Write out the text of every item below word for word, leaving out the pictures.

(Detection annotation items)
◆ ◆ ◆
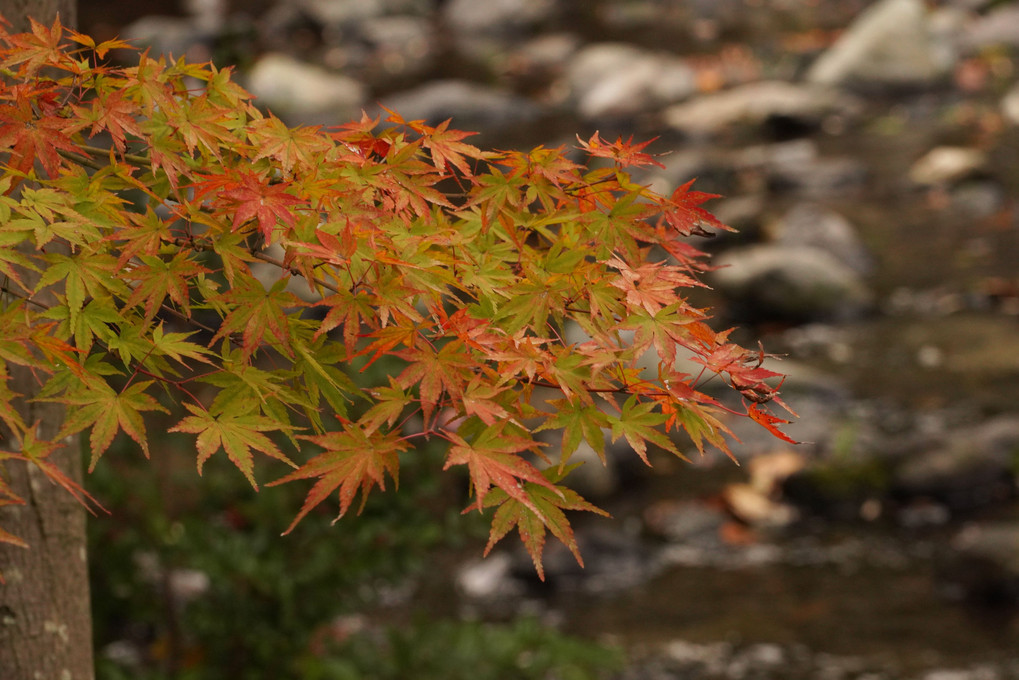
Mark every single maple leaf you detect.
[442,423,555,517]
[476,463,608,581]
[9,421,106,515]
[535,399,609,466]
[421,120,484,177]
[168,404,297,490]
[73,90,143,152]
[61,378,169,472]
[603,257,700,315]
[0,84,79,177]
[212,276,302,356]
[393,341,476,422]
[268,426,409,535]
[248,115,332,175]
[607,396,684,466]
[0,16,64,77]
[747,403,800,443]
[195,170,306,244]
[661,179,734,237]
[577,132,665,168]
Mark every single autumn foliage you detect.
◆ ◆ ◆
- _Response below_
Mark every single maple leaf you detect.
[442,423,555,517]
[476,463,608,581]
[9,421,106,515]
[535,399,609,466]
[421,120,484,177]
[168,404,297,490]
[73,90,143,152]
[61,378,169,472]
[603,257,700,315]
[0,84,79,177]
[212,276,302,356]
[393,341,476,422]
[268,426,409,535]
[248,115,332,175]
[607,396,684,466]
[0,16,64,77]
[747,403,800,443]
[195,170,306,244]
[661,179,734,237]
[577,132,665,168]
Mark every single autumn foliage you detect.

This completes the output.